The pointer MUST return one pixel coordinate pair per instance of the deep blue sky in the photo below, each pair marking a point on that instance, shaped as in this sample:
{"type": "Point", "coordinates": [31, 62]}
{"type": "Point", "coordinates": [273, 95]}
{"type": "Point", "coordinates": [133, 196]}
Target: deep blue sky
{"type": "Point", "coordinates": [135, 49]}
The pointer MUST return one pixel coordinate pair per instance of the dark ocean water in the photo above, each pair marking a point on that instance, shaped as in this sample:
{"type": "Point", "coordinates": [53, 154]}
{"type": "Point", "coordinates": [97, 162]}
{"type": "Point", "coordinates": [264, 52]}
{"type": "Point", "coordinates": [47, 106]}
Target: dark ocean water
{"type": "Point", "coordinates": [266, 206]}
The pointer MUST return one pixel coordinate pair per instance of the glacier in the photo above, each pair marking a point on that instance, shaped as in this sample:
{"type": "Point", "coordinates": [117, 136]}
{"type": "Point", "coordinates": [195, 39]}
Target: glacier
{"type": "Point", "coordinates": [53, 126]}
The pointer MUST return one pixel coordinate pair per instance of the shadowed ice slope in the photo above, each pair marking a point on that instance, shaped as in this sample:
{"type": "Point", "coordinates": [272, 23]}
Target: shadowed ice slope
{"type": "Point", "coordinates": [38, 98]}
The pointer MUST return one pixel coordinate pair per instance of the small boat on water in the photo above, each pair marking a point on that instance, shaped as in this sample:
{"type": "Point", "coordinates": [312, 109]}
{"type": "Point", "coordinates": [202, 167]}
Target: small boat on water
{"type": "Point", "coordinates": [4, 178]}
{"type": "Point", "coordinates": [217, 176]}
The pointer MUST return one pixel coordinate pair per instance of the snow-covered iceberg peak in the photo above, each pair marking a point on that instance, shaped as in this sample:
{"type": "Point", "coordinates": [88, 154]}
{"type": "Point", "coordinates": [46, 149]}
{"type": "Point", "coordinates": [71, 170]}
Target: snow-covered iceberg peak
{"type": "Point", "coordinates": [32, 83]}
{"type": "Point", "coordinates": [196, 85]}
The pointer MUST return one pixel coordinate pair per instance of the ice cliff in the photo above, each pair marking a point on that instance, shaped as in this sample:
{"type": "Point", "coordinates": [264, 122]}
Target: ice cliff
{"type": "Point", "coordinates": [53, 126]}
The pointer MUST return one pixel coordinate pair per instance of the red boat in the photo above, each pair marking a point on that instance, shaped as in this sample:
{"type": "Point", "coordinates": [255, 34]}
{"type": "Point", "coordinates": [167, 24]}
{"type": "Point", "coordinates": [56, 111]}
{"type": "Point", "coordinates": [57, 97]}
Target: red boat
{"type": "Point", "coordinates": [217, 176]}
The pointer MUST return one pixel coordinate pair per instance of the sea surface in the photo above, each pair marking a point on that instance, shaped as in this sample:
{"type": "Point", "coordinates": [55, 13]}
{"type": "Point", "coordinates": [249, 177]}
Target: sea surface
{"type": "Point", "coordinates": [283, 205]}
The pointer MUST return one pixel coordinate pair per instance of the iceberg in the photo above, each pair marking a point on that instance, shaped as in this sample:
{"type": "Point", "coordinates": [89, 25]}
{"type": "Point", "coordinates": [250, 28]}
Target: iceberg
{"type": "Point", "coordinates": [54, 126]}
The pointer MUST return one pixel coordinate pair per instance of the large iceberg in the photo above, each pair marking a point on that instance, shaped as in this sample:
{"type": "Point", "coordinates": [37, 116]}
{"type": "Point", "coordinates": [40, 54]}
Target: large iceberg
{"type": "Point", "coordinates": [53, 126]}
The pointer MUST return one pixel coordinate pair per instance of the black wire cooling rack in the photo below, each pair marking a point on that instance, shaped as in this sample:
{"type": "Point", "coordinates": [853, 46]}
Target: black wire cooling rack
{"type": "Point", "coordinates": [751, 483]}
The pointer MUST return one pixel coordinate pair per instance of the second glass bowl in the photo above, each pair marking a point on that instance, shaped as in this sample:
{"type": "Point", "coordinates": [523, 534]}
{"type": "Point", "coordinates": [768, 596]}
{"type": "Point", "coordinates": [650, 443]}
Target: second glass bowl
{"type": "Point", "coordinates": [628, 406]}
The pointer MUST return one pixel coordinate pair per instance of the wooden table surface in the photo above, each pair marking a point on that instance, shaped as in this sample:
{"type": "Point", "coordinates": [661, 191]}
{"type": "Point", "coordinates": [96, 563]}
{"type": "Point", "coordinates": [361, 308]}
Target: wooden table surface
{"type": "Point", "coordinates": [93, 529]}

^^^^^^^^^^^^^^^^

§ **Objective**
From the line that contains "of the second" down to the last line of the listing above, repeat each line exactly, and include nothing else.

§ **Correct answer**
The pointer MUST return one pixel coordinate pair per instance of the second glass bowl in the photo above, each pair marking a point on that instance, shaped as in this sample:
{"type": "Point", "coordinates": [523, 534]}
{"type": "Point", "coordinates": [768, 596]}
{"type": "Point", "coordinates": [650, 443]}
Target: second glass bowl
{"type": "Point", "coordinates": [628, 406]}
The pointer MUST return one pixel coordinate pair per instance of the wooden table surface in the photo above, each pair marking a point on that instance, shaped as in this sample:
{"type": "Point", "coordinates": [661, 191]}
{"type": "Point", "coordinates": [96, 563]}
{"type": "Point", "coordinates": [361, 308]}
Target: wooden table surface
{"type": "Point", "coordinates": [93, 529]}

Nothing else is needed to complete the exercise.